*** Opening DATA SUPPLIED ***
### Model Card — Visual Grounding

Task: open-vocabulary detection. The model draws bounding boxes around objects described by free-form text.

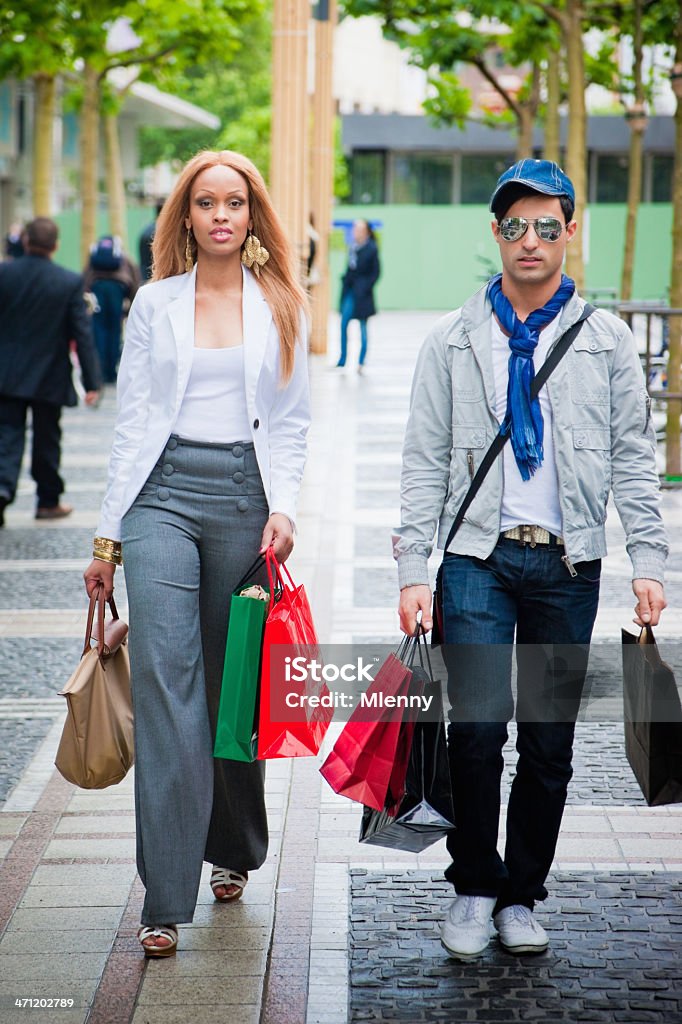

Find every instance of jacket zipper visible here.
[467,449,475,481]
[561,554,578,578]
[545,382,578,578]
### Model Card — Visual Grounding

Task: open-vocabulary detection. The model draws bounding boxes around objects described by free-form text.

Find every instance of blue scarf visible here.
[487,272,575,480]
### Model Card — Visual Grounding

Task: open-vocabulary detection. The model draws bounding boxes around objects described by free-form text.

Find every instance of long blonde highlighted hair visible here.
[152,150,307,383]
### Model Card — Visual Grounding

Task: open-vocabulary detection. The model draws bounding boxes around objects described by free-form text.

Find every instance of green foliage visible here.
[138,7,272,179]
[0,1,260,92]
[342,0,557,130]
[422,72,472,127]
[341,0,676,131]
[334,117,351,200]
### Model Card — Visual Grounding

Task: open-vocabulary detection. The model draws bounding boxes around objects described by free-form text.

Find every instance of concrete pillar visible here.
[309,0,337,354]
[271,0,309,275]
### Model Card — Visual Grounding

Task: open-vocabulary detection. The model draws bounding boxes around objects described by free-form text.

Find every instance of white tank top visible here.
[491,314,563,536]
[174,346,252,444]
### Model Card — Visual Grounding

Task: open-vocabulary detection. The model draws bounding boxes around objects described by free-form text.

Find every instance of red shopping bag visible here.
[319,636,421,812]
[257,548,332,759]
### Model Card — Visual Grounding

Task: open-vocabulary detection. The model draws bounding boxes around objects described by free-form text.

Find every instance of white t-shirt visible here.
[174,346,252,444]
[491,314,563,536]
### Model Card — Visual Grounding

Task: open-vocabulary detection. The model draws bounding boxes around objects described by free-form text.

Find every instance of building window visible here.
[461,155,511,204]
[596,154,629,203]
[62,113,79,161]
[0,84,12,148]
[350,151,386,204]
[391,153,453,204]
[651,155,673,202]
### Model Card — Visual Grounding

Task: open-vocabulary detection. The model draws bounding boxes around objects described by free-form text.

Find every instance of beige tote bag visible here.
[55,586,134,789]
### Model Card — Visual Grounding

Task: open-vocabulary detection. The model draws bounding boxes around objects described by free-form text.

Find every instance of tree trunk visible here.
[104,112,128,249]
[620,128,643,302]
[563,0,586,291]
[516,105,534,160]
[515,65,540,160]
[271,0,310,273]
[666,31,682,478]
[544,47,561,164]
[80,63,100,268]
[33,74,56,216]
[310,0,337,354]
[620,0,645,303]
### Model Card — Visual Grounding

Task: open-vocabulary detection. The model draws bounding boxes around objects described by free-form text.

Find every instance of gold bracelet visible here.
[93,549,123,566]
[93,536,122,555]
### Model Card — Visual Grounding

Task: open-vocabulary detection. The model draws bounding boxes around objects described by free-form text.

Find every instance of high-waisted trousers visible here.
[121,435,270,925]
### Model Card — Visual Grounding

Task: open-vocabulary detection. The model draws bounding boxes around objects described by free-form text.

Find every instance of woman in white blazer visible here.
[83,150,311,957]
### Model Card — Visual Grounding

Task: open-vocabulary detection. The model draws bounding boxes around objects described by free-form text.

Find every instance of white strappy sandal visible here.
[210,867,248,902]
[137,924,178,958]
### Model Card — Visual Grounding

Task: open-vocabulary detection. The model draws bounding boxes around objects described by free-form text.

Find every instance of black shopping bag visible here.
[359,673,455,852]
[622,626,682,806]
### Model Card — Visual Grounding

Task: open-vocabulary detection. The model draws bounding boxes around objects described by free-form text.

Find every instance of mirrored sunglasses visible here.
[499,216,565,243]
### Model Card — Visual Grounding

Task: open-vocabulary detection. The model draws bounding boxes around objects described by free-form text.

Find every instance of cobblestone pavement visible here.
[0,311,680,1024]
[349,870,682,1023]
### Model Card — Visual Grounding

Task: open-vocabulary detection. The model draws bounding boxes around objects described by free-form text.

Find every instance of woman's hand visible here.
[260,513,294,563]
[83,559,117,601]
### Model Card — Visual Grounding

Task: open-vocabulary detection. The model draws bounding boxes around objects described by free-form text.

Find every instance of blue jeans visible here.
*** Closing DATA SUPPLIED ***
AIM OF THE TASK: Copy exactly the line containing "Find every instance of black" and every line after it, ending with the last line of the records above.

RESPONSE TO THIS TASK:
Find every instance of black shopping bag visible here.
[359,673,455,852]
[622,626,682,806]
### Model Card — Visual Grounding

Task: open-vocabulary detection. The model draws bounding boxes around objects described by free-form text.

Find every instance of mirrored sunglasses visible here.
[499,216,565,243]
### Model Card — Visual Grounding

Task: open-vocabulary detection. The model draws bounding boxes around objects described by free-form text.

Find every instance of cobblestone pavement visible here.
[0,311,680,1024]
[349,870,682,1023]
### Model Card — Visual Grounding

Task: open-vocabulary detection. The model draws bounding boxes around objects described by free-form text.

Find every instance of woman's hand visible here.
[260,513,294,563]
[83,559,117,601]
### Model Card — Visual Grounding

Task: open-vocabulary detection. The model draws bounding boxes around objects described by free-form text.

Find every instance of blue jeans visible here.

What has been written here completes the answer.